• **Set exercise**
Identify each line in the items below that contains the word "beard", and copy every such line.

• **Extracted records**
+--
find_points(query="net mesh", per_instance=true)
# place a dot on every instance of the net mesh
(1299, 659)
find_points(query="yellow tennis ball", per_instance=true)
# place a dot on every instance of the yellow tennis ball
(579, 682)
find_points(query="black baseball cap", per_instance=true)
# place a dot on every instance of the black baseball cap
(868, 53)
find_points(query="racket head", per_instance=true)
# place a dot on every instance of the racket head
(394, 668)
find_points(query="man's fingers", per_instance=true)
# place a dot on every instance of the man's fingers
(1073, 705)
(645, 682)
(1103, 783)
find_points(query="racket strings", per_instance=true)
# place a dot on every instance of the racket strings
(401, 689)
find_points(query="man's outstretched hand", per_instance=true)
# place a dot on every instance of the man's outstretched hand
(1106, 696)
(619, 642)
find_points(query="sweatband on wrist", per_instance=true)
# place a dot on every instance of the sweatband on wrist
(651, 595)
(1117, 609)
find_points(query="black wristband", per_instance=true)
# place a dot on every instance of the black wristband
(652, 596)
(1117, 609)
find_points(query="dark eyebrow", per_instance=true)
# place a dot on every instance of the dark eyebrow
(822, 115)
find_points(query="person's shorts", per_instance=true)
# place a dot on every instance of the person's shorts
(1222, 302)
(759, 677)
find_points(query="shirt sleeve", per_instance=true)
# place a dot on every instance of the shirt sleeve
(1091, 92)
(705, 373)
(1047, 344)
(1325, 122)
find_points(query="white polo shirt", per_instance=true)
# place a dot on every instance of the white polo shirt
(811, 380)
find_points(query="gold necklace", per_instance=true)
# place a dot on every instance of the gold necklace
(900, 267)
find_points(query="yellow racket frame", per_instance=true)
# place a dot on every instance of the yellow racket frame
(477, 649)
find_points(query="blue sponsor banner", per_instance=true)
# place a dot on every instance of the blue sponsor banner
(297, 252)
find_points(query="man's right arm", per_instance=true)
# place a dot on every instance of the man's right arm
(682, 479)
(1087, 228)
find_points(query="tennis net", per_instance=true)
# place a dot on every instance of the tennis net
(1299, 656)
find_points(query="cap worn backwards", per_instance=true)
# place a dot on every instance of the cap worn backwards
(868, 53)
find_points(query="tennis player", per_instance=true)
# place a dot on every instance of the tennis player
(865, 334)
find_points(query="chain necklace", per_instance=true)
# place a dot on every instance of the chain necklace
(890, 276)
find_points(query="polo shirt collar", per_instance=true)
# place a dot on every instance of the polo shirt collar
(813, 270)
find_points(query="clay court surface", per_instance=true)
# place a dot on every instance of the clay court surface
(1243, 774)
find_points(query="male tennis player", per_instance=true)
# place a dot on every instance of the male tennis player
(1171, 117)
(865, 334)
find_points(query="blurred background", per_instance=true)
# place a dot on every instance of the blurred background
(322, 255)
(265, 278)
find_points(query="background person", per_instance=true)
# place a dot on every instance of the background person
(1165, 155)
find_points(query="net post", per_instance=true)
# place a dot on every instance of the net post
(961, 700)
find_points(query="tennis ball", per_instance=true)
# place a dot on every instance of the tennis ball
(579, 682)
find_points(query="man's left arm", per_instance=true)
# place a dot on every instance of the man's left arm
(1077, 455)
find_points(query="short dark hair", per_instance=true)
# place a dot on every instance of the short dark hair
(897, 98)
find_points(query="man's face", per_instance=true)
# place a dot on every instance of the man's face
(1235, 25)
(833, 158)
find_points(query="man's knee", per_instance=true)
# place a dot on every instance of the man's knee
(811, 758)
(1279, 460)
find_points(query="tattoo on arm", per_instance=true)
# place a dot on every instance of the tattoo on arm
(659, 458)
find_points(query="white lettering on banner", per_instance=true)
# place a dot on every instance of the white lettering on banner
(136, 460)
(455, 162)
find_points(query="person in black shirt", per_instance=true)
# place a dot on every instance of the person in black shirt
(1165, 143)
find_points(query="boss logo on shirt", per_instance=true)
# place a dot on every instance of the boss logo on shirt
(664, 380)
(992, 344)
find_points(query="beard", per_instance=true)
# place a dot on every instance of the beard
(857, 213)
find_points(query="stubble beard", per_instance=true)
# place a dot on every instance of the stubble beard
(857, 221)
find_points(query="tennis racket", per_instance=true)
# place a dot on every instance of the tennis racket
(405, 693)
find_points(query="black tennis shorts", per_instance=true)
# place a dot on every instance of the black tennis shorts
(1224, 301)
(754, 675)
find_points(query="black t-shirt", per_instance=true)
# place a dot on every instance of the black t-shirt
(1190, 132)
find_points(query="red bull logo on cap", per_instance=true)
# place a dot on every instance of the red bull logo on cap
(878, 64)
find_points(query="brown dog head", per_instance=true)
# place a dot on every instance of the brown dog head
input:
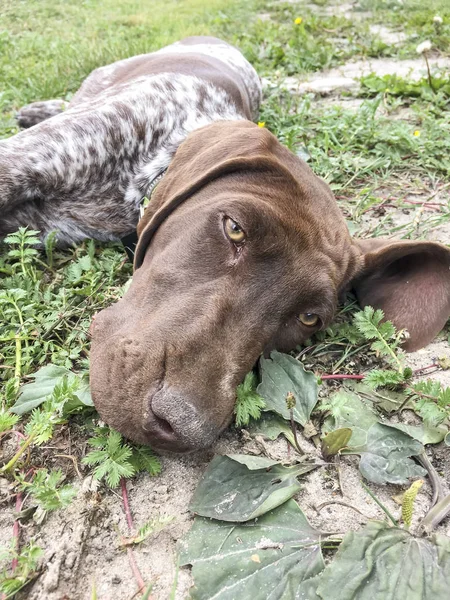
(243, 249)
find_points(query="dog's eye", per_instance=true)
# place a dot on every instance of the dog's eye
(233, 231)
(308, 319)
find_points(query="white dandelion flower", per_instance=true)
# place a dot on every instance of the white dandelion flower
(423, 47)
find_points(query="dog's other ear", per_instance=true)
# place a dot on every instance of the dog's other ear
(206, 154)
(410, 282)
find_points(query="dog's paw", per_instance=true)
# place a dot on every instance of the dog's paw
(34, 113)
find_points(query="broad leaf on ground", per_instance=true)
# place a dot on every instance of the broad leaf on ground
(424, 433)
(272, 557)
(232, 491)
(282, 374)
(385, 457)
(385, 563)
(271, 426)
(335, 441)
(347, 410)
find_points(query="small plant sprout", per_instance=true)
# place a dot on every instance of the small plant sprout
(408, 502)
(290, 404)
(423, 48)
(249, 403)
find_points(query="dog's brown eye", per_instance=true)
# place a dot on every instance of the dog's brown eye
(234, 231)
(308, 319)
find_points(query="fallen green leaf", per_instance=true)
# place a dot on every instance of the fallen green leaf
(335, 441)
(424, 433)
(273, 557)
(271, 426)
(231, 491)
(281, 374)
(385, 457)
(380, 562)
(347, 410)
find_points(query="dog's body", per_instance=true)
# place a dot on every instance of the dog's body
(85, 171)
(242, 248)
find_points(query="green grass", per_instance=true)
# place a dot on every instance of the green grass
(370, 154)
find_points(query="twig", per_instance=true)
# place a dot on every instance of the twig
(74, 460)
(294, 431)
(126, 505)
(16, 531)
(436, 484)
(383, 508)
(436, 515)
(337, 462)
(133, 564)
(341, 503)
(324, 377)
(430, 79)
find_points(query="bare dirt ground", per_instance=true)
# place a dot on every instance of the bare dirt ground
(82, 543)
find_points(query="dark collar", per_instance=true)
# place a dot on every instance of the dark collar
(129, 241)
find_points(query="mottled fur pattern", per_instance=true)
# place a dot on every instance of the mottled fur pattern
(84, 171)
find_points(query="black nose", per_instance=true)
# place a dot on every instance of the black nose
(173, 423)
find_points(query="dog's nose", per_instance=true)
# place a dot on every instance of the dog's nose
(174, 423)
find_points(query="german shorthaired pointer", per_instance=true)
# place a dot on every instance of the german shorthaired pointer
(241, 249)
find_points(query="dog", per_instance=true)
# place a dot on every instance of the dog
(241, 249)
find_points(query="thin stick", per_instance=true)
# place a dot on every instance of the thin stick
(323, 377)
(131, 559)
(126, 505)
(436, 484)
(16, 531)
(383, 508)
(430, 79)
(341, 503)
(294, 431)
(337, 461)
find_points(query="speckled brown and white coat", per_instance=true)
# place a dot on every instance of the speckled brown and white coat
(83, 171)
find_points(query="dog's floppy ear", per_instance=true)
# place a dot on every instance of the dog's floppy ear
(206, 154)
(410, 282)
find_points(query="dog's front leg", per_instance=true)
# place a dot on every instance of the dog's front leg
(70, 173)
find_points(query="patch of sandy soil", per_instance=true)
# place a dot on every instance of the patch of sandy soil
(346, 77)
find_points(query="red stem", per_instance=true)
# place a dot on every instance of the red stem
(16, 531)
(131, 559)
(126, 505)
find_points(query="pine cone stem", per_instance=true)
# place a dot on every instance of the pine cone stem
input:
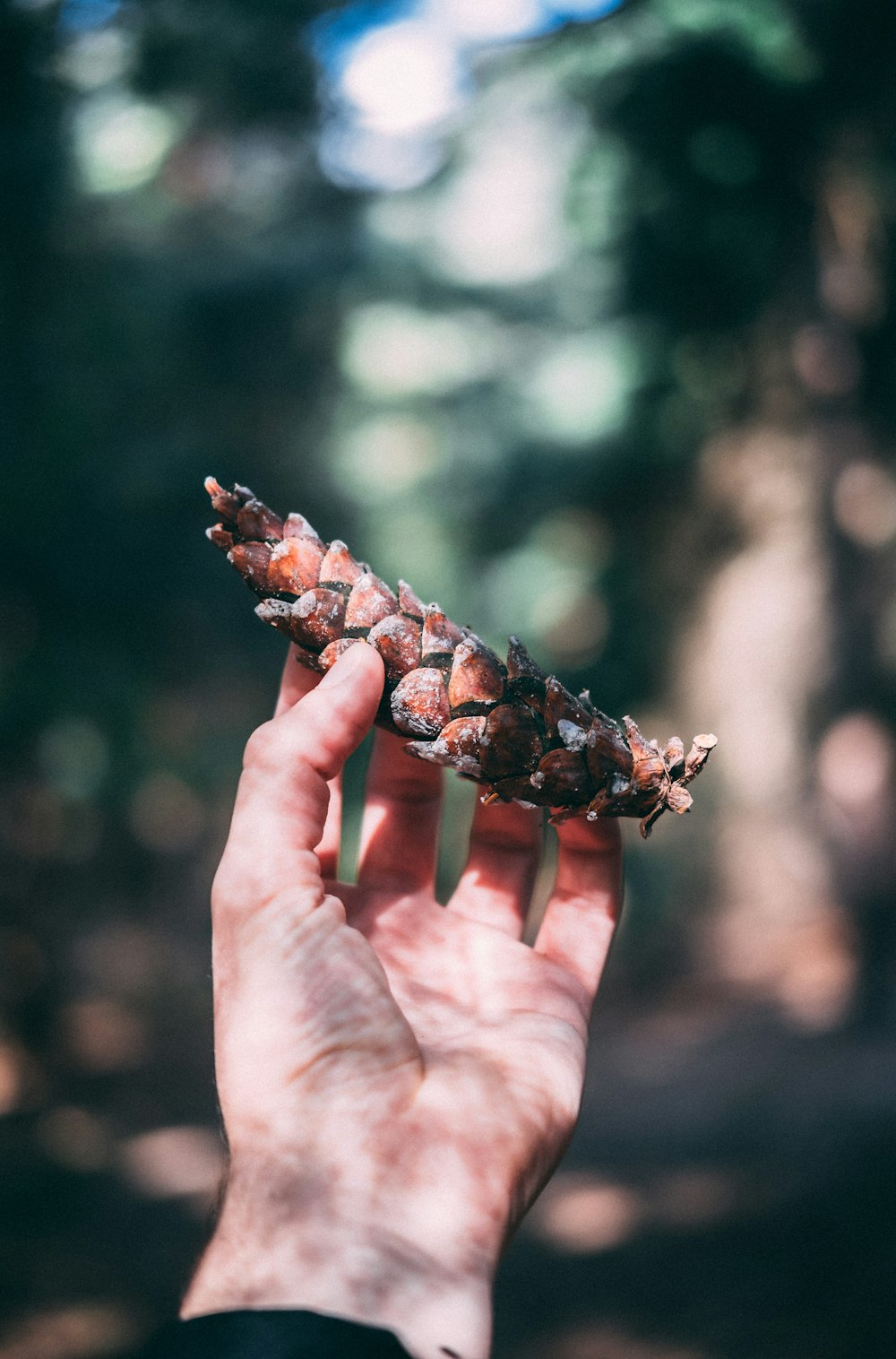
+--
• **Response for this exercise**
find_points(query="beard", per_instance=true)
# place a dot on every instance of the beard
find_points(query="stubble beard", per_instance=true)
# place a dot on every instance of the stubble beard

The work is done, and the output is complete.